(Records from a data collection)
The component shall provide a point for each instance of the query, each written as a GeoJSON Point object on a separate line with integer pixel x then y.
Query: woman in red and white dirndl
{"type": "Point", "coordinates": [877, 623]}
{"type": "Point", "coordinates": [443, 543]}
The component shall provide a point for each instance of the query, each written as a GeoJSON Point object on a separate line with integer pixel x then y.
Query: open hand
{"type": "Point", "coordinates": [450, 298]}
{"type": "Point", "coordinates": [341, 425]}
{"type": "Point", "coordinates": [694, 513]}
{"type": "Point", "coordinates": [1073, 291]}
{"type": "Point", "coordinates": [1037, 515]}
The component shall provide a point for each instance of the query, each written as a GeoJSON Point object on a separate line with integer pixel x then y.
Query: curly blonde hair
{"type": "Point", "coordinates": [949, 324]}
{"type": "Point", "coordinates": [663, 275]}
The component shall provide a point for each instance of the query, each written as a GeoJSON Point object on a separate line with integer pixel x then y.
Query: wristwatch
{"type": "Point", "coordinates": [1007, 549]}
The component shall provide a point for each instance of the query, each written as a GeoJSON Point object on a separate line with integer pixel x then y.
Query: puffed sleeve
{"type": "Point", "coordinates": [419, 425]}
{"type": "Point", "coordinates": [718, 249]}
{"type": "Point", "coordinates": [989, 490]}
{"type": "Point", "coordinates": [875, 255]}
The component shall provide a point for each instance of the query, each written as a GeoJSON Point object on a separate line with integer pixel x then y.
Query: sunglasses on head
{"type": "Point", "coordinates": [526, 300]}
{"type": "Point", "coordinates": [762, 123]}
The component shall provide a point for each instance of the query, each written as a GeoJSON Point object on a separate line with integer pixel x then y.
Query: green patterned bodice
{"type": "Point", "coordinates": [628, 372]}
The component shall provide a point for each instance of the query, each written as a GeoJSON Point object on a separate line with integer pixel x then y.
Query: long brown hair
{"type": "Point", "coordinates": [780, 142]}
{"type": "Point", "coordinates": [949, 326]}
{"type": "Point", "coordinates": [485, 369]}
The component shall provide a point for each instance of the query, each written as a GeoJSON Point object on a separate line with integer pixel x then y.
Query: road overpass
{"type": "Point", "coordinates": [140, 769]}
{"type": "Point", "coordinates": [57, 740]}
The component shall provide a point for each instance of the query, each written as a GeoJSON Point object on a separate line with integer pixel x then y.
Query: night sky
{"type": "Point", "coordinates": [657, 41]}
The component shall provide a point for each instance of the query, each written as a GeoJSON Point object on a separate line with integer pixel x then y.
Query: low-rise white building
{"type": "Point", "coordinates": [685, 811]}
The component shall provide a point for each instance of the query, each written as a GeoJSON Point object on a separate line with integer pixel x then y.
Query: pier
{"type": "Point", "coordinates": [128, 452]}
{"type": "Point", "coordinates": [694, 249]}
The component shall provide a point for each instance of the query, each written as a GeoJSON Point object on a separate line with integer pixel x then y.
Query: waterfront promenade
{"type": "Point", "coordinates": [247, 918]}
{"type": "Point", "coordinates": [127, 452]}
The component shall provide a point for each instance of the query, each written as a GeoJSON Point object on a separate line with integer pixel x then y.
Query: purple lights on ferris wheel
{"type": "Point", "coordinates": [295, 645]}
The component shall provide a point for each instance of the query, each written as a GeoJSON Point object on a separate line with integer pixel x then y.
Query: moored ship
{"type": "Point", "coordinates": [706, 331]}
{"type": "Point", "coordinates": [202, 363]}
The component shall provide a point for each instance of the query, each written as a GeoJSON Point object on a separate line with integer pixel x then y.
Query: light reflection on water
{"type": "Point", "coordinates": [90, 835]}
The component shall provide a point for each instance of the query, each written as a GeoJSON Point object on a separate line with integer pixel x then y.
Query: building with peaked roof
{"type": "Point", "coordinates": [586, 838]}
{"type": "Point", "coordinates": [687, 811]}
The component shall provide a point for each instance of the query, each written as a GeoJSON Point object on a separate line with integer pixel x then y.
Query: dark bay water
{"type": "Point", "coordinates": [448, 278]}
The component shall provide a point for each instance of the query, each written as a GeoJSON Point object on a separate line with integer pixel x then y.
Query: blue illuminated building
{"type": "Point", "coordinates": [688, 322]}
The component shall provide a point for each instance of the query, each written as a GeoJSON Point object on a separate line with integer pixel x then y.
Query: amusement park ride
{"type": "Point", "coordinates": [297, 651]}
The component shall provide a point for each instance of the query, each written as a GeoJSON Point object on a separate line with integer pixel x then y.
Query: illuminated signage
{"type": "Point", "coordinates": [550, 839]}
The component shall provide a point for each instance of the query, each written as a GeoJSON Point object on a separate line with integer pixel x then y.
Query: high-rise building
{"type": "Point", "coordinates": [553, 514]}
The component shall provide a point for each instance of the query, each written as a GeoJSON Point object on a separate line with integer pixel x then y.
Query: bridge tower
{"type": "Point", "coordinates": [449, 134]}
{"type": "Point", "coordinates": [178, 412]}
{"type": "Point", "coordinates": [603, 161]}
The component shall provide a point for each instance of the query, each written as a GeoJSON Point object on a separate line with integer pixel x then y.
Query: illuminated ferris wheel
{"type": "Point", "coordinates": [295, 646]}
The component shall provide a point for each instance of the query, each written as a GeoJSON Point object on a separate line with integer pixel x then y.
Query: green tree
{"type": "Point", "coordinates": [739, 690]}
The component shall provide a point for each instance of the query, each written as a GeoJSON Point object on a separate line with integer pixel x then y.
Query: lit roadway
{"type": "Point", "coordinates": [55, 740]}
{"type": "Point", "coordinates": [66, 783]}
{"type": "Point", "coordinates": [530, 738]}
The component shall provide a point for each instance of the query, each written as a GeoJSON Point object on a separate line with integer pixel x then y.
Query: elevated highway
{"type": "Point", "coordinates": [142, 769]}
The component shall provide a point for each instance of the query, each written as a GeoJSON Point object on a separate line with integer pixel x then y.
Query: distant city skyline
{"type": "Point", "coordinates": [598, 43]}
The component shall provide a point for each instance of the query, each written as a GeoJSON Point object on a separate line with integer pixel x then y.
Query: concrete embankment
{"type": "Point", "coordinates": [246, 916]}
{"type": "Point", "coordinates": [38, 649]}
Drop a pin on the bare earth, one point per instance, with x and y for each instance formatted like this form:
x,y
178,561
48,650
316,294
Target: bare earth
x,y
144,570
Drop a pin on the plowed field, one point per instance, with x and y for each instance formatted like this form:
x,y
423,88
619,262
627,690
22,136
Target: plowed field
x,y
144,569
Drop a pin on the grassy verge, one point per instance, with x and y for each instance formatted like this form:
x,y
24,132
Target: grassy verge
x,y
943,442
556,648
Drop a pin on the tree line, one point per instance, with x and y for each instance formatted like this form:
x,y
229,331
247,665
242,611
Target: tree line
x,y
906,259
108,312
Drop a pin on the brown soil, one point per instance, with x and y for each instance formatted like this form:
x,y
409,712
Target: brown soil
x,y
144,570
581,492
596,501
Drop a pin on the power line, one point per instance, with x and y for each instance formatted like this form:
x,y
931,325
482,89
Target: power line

YOUR INSTRUCTIONS:
Show the lines in the entries above that include the string "power".

EXERCISE OUTPUT:
Drop a pin on the power line, one point per instance, with x and y for each instance formatted like this form:
Target: power line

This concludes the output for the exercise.